→ **THE REQUEST**
Render the lines of the listing below as a numbered list, beginning at the line that contains "Where can the forest" and stopping after the line that contains "[[330, 87]]". Leave out any blank lines.
┏━━
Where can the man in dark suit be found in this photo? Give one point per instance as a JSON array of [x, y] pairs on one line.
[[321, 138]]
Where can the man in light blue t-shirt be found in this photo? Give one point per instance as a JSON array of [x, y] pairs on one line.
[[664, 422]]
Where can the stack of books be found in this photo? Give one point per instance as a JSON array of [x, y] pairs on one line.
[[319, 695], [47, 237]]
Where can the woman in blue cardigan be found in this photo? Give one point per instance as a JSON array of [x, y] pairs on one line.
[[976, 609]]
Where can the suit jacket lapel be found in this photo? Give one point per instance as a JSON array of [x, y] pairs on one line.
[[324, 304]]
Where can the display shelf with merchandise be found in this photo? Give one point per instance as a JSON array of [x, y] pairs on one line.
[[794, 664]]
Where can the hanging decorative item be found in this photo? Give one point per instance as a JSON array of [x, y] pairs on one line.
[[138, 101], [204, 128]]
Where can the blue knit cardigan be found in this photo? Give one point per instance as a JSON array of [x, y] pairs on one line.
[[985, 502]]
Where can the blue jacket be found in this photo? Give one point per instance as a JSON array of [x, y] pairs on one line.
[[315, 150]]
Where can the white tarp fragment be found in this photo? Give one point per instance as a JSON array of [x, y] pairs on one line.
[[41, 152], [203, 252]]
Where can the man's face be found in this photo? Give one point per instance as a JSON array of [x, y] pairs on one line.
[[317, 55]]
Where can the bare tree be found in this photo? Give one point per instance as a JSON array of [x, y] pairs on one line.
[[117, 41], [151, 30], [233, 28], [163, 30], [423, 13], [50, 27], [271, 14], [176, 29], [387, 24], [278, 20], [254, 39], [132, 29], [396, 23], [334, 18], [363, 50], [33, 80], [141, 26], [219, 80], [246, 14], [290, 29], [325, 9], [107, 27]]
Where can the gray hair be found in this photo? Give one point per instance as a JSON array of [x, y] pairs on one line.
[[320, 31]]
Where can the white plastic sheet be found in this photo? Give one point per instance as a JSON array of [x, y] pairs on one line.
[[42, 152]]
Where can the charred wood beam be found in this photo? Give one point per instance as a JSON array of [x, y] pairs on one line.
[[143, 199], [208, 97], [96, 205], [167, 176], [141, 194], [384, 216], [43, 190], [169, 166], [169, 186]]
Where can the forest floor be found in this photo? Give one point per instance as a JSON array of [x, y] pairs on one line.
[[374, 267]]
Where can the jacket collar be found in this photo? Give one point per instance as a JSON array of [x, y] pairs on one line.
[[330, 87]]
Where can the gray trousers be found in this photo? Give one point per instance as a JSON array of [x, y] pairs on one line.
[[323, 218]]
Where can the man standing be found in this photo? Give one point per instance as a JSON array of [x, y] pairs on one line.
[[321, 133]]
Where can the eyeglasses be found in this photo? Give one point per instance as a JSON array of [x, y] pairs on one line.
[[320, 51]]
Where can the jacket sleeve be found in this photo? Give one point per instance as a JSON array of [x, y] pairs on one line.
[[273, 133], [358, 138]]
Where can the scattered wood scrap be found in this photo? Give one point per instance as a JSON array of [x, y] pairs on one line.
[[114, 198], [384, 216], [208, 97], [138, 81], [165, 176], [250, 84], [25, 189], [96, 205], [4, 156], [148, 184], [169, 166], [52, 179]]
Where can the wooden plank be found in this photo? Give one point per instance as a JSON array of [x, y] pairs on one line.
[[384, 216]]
┗━━
→ **RESULT**
1. Where can the forest floor be found in this photo? Give one point per instance as a JSON array of [x, y] pairs on one line.
2. [[374, 267]]
3. Where can the jacket collar be found in this photo? Give one point per instance as a JSON array of [x, y] pairs on one line.
4. [[330, 87]]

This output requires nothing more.